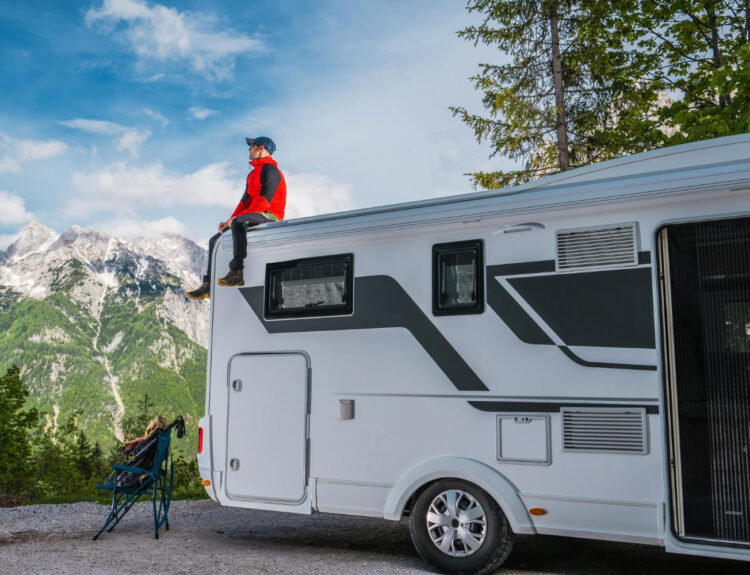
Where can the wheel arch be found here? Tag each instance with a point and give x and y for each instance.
(494, 483)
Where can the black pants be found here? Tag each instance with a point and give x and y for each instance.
(239, 241)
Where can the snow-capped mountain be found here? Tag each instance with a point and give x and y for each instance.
(95, 322)
(38, 263)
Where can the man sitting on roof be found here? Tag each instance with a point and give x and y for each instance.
(264, 201)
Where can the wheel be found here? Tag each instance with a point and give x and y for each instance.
(459, 529)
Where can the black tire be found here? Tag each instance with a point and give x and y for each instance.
(460, 558)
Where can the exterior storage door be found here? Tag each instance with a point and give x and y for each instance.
(267, 427)
(705, 294)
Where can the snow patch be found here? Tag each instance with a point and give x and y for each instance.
(114, 343)
(50, 335)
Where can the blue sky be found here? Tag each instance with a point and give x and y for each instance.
(129, 116)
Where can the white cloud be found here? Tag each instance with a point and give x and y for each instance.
(157, 33)
(201, 113)
(132, 140)
(8, 164)
(13, 151)
(312, 194)
(101, 127)
(13, 209)
(154, 115)
(129, 139)
(131, 228)
(121, 187)
(129, 189)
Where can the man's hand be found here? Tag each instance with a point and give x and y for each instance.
(223, 226)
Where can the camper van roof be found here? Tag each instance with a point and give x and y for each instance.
(655, 164)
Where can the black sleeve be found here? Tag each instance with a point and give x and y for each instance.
(270, 178)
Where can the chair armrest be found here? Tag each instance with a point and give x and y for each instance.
(132, 470)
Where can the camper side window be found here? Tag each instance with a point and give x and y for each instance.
(310, 287)
(458, 278)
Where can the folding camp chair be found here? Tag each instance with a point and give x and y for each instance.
(149, 472)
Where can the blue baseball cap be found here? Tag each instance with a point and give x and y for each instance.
(267, 143)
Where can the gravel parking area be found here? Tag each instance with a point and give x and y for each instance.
(206, 538)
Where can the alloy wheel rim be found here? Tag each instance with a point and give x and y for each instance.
(456, 523)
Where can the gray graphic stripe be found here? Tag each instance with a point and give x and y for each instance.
(380, 302)
(510, 311)
(606, 365)
(548, 406)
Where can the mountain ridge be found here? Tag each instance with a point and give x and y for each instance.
(95, 322)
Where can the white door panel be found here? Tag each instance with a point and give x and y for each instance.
(267, 427)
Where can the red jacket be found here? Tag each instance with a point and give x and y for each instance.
(265, 190)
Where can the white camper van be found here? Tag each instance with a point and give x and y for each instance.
(569, 357)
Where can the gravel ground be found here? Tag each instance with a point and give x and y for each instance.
(206, 538)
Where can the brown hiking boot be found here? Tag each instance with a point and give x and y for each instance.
(234, 278)
(203, 292)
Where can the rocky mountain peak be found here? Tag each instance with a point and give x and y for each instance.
(33, 238)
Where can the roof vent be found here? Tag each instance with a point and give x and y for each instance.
(604, 246)
(612, 430)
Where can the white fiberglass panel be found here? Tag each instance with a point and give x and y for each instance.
(267, 427)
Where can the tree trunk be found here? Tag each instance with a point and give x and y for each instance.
(724, 101)
(561, 123)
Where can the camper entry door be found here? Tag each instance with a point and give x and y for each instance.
(267, 427)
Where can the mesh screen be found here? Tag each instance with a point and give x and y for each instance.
(710, 290)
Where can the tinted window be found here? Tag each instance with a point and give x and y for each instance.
(458, 278)
(309, 287)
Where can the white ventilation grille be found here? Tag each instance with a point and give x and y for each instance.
(609, 246)
(611, 430)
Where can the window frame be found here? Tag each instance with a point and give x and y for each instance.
(440, 249)
(342, 309)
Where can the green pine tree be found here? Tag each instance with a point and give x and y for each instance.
(572, 93)
(16, 424)
(703, 52)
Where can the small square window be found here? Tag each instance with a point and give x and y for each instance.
(458, 278)
(310, 287)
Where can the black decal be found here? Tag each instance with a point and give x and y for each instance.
(519, 268)
(611, 308)
(380, 302)
(547, 407)
(583, 362)
(514, 316)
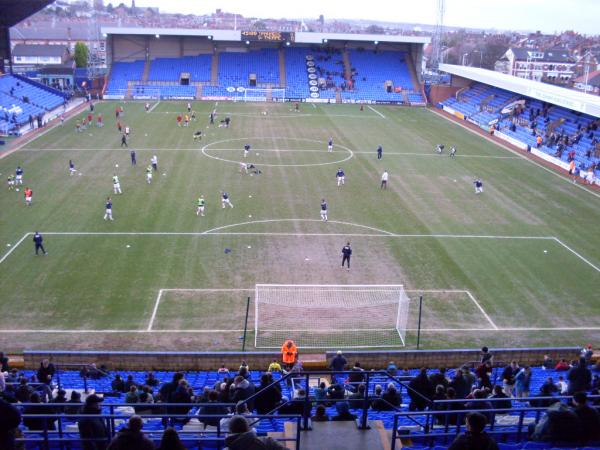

■ ■ ■

Do this:
Give again, word for word, the lines from the one containing "Where can the black decal" through the end of the lines above, leaving out any pictures.

Solution for this exercise:
Where can the black decal be found here? Tag each instance with a point and give x and y for each instance.
(519, 268)
(611, 308)
(380, 302)
(547, 407)
(583, 362)
(514, 316)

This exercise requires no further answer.